# WORK INSTRUCTIONS
Pictures should be excluded; otherwise, copy every entry exactly.

# DATA RECORDS

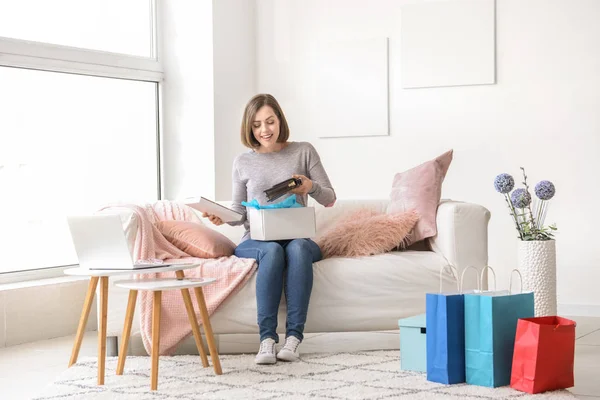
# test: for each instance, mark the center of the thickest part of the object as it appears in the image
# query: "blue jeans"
(282, 265)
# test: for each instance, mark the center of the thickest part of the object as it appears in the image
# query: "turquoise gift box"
(413, 343)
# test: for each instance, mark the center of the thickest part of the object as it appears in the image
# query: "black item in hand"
(282, 188)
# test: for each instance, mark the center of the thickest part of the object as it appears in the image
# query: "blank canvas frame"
(448, 43)
(351, 95)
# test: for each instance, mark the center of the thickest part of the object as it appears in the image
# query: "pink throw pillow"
(420, 189)
(196, 239)
(366, 232)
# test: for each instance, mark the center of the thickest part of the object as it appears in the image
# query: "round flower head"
(520, 198)
(545, 190)
(504, 183)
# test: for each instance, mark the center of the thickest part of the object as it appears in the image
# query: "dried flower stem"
(529, 205)
(514, 214)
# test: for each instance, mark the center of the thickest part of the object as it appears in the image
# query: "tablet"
(210, 207)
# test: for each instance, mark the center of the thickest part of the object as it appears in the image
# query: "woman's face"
(265, 128)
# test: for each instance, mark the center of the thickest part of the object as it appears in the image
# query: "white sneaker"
(289, 352)
(266, 353)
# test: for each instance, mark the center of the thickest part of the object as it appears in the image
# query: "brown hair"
(255, 104)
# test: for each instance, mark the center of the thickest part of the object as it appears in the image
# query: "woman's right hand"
(213, 218)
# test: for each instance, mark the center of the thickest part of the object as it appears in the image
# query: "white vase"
(537, 264)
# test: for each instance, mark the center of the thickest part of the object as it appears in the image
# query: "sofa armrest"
(462, 237)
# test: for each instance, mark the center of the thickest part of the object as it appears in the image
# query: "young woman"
(284, 264)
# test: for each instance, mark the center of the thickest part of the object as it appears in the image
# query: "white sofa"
(349, 294)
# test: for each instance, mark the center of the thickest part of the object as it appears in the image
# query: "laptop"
(100, 243)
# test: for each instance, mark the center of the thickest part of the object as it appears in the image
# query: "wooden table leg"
(155, 338)
(102, 328)
(208, 330)
(126, 330)
(85, 313)
(187, 300)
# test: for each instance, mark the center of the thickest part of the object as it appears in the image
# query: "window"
(115, 26)
(78, 129)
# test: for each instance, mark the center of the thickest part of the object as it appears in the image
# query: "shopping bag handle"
(481, 276)
(442, 279)
(462, 279)
(510, 280)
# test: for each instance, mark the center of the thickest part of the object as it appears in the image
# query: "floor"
(27, 368)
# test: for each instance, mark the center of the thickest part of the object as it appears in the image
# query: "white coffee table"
(103, 276)
(157, 286)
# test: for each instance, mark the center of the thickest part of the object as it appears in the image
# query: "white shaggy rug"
(358, 375)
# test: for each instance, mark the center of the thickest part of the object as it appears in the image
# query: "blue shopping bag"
(445, 324)
(490, 327)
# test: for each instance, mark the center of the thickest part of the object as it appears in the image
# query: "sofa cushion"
(196, 239)
(420, 188)
(366, 232)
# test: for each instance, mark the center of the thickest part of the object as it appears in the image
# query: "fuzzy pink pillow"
(366, 232)
(420, 189)
(196, 239)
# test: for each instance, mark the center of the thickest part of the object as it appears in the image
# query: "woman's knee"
(299, 248)
(272, 249)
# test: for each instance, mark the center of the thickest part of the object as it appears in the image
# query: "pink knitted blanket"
(231, 274)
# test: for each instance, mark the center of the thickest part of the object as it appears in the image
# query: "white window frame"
(57, 58)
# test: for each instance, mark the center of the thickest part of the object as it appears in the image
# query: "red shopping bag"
(544, 354)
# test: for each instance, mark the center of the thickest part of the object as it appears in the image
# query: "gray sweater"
(255, 172)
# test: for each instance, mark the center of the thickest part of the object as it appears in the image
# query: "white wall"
(234, 40)
(542, 114)
(186, 49)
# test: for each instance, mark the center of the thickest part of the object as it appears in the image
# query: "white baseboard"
(579, 310)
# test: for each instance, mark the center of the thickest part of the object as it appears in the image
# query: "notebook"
(100, 243)
(210, 207)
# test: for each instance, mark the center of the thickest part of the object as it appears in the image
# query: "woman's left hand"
(304, 188)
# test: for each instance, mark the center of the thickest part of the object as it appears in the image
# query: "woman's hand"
(304, 188)
(213, 218)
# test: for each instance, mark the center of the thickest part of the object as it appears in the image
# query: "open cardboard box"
(282, 223)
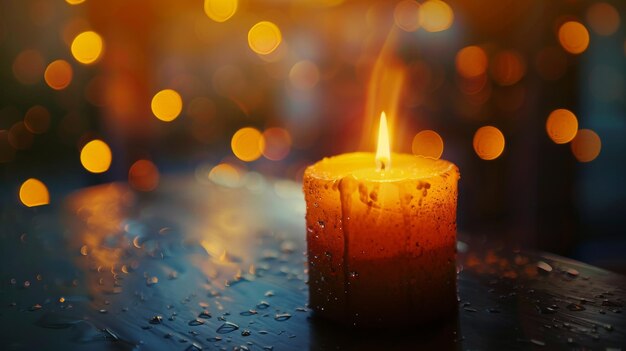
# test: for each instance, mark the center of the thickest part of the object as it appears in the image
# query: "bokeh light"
(34, 193)
(435, 16)
(304, 75)
(277, 143)
(406, 15)
(58, 74)
(220, 10)
(96, 156)
(28, 67)
(37, 119)
(471, 61)
(586, 145)
(508, 68)
(87, 47)
(562, 126)
(167, 105)
(427, 143)
(143, 175)
(247, 144)
(574, 37)
(264, 37)
(488, 142)
(603, 18)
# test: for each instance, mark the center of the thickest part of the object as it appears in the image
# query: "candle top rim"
(362, 165)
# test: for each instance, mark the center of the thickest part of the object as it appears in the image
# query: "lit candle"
(381, 236)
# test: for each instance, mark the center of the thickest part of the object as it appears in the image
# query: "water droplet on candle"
(282, 317)
(248, 313)
(575, 307)
(195, 322)
(227, 327)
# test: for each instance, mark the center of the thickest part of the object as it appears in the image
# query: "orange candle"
(381, 236)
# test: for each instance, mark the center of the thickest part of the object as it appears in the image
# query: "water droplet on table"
(204, 314)
(262, 305)
(575, 307)
(282, 317)
(543, 267)
(227, 327)
(195, 322)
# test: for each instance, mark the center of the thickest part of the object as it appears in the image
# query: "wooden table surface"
(196, 265)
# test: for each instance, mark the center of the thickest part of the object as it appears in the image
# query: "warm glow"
(435, 16)
(508, 67)
(34, 193)
(277, 143)
(574, 37)
(562, 126)
(603, 18)
(471, 61)
(304, 75)
(247, 144)
(143, 175)
(264, 37)
(58, 74)
(488, 142)
(383, 151)
(220, 10)
(96, 156)
(28, 67)
(586, 145)
(167, 105)
(406, 15)
(428, 143)
(87, 47)
(37, 119)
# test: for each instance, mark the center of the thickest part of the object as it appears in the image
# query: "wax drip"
(346, 188)
(405, 199)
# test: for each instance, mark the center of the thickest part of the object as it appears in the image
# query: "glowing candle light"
(381, 236)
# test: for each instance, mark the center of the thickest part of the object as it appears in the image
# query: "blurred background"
(526, 97)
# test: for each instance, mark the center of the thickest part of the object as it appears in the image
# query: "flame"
(385, 88)
(383, 153)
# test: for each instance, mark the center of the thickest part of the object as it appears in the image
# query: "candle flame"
(383, 153)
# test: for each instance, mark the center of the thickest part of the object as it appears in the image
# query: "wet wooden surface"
(200, 265)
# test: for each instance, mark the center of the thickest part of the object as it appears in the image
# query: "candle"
(381, 236)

# ANSWER
# test: for each instance, mark the center of the thickest part of the object as it appears in the image
# query: "blue jeans"
(282, 265)
# test: for each instance, mark the center of the thickest part of the object as it appears in the image
# query: "turquoise gift box"
(413, 343)
# test: for each instance, mark the center of the thickest part of the object as it appears in the image
# query: "black item in hand"
(282, 188)
# test: for each instance, mark the center of the thickest part of the object as it appears in the image
# query: "blank canvas frame"
(448, 43)
(351, 95)
# test: for each instance, mark the center of the thickest part of the object as it appears in the image
# query: "pink throw pillow"
(420, 189)
(196, 239)
(366, 232)
# test: for each instance, mark the center of the thickest part of the object as it appears in the image
# query: "round flower head"
(520, 198)
(545, 190)
(504, 183)
# test: for each instance, mark the center of the thickest part of the object as it appears in the image
# query: "dried flower stem"
(529, 205)
(514, 214)
# test: for each instance, mark the center of the thickest part of the object as it appears in the image
# query: "tablet"
(210, 207)
# test: for each instance, mark the center of the thickest part of the object as it appears in the image
# query: "woman's face"
(265, 128)
# test: for each instance, mark the center of the thickest part of the object as it appears in the image
# query: "white sneaker"
(289, 352)
(266, 353)
# test: for each instance, mark the center of the thickest part of the object as it appears in the image
# query: "brown hair"
(255, 104)
# test: for each instance, mark the center of the thickest part of the object as it appears in the image
# query: "woman's right hand"
(213, 218)
# test: for each instance, mark the center of the thickest part of the object as it appears in the image
# query: "white vase"
(537, 264)
# test: for each instance, mark the center of the thickest part of the object as it appears in the image
# query: "sofa armrest"
(462, 237)
# test: for each instance, mark the center of the thickest part of the object as it appears in the image
# query: "young woman"
(284, 264)
# test: for each instance, mark the center of the thickest part of the object as it appears in the image
# query: "white sofa"
(349, 294)
# test: for each instance, mark the center of the thickest part of the object as it appears in the image
# query: "laptop"
(100, 243)
# test: for each instance, mark the center of the thickest part of the object as it appears in the image
# query: "wooden table leg"
(155, 338)
(102, 328)
(208, 330)
(126, 330)
(85, 313)
(187, 300)
# test: for each instance, mark the center of the thickest part of the object as it appears in the image
# query: "window"
(115, 26)
(78, 129)
# test: for each instance, mark the center of the thickest part of the object as it appears in the image
# query: "shopping bag handle"
(481, 276)
(442, 279)
(462, 279)
(510, 280)
# test: for each instance, mark the center of the thickest part of the object as it appears in the image
# query: "floor"
(27, 368)
# test: for each instance, mark the center of the thickest part of the object as it appears in the image
# query: "white coffee table"
(103, 276)
(157, 286)
# test: for each instance, mark the center of the thickest part of the object as it appears in the image
# query: "white shaggy rug"
(358, 375)
# test: for each instance, mark the center of the thickest part of the object as it appears in the image
# query: "blue shopping bag"
(445, 324)
(490, 327)
# test: for each instance, mark the center of the thickest part of the object as it appears in the image
# query: "sofa cushion"
(196, 239)
(420, 188)
(366, 232)
# test: for each instance, mark the center of the thickest part of the object as it appears in the image
# query: "fuzzy pink pillow"
(366, 232)
(420, 189)
(196, 239)
# test: for each instance, mark the center of the thickest part of the object as it appears in the image
# query: "woman's knee"
(299, 248)
(272, 249)
# test: for each instance, mark the center of the thickest part of the object as it appears in the image
# query: "pink knitted blanket"
(231, 274)
# test: for each instance, mark the center of the thickest part of the object as it appears in the image
# query: "white window frame"
(57, 58)
# test: for each instance, mark the center of the thickest part of the object as it appears in the image
# query: "red shopping bag"
(544, 354)
# test: for each instance, mark the center of the thickest part of the object as it appears in the image
# query: "gray sweater"
(255, 172)
# test: for each instance, mark the center of the thickest part of the object as it appears in the image
# query: "white wall"
(234, 40)
(542, 114)
(186, 49)
# test: for each instance, mark the center of the thickest part of the object as it appears in the image
# query: "white baseboard"
(579, 310)
# test: for each instance, mark the center of the thickest part of the object as it appears in the image
# query: "notebook"
(100, 243)
(210, 207)
# test: for each instance, mark the center of the thickest part of the object as it appears in the image
# query: "woman's left hand"
(304, 188)
# test: for each instance, mark the center of the thickest part of the object as it appears in the image
# query: "woman's hand"
(304, 188)
(213, 218)
# test: for each instance, mark the center of the thickest part of the object as it appears in the image
# query: "open cardboard box"
(282, 223)
# test: for each instance, mark the center of the thickest part of the object as it appears in the image
# query: "bokeh light"
(34, 193)
(435, 16)
(304, 75)
(277, 143)
(406, 15)
(58, 74)
(220, 10)
(96, 156)
(28, 67)
(37, 119)
(471, 61)
(586, 145)
(508, 68)
(87, 47)
(562, 126)
(167, 105)
(427, 143)
(143, 175)
(247, 144)
(574, 37)
(264, 37)
(488, 142)
(603, 18)
# test: for each instance, mark the center of the thickest part of the object as it appears in the image
# query: "candle top rim"
(362, 165)
# test: for each instance, mark the center of the thickest part of the object as it appears in the image
# query: "lit candle"
(381, 236)
# test: for each instance, mark the center of the thickest part of the object as it appears in the image
# query: "water droplet on candle"
(282, 317)
(248, 313)
(575, 307)
(195, 322)
(227, 327)
# test: for each instance, mark the center of the thickest part of the object as it appears in the image
# query: "orange candle"
(381, 236)
# test: for each instance, mark the center of the thickest part of the object as it appears in the image
# query: "water droplet on table"
(204, 314)
(262, 305)
(575, 307)
(282, 317)
(543, 267)
(227, 327)
(195, 322)
# test: for each instance, mark the center of the thickest part of the object as it appears in the image
# query: "wooden table surface"
(196, 265)
# test: for each instance, mark the center of the thickest part of the object as it appears in the image
# query: "warm glow"
(435, 16)
(508, 67)
(34, 193)
(277, 143)
(574, 37)
(562, 126)
(603, 18)
(471, 61)
(304, 75)
(247, 144)
(143, 175)
(264, 37)
(58, 74)
(488, 142)
(383, 151)
(220, 10)
(96, 156)
(28, 67)
(586, 145)
(167, 105)
(406, 15)
(428, 143)
(87, 47)
(37, 119)
# test: for each instance, mark the center of the thickest part of the object as it appears in the image
# query: "wax drip"
(346, 188)
(405, 199)
# test: for each instance, mark the center of the thickest part of the object as it appears in the image
# query: "glowing candle light"
(381, 236)
# test: for each instance, mark the center of the thickest part of the object as it appears in the image
# query: "blurred background"
(526, 97)
# test: for each instance, mark the center of the thickest part of the object as it appears in the image
# query: "flame"
(385, 88)
(383, 153)
# test: for each instance, mark the center of the thickest part of the object as it appears in the image
# query: "candle flame"
(383, 153)
# test: for each instance, mark the center of the thickest part of the object as it appears in the image
# query: "wet wooden surface"
(200, 265)
# test: for each instance, mark the center of the thickest part of the object as it appears in the image
# query: "candle"
(381, 236)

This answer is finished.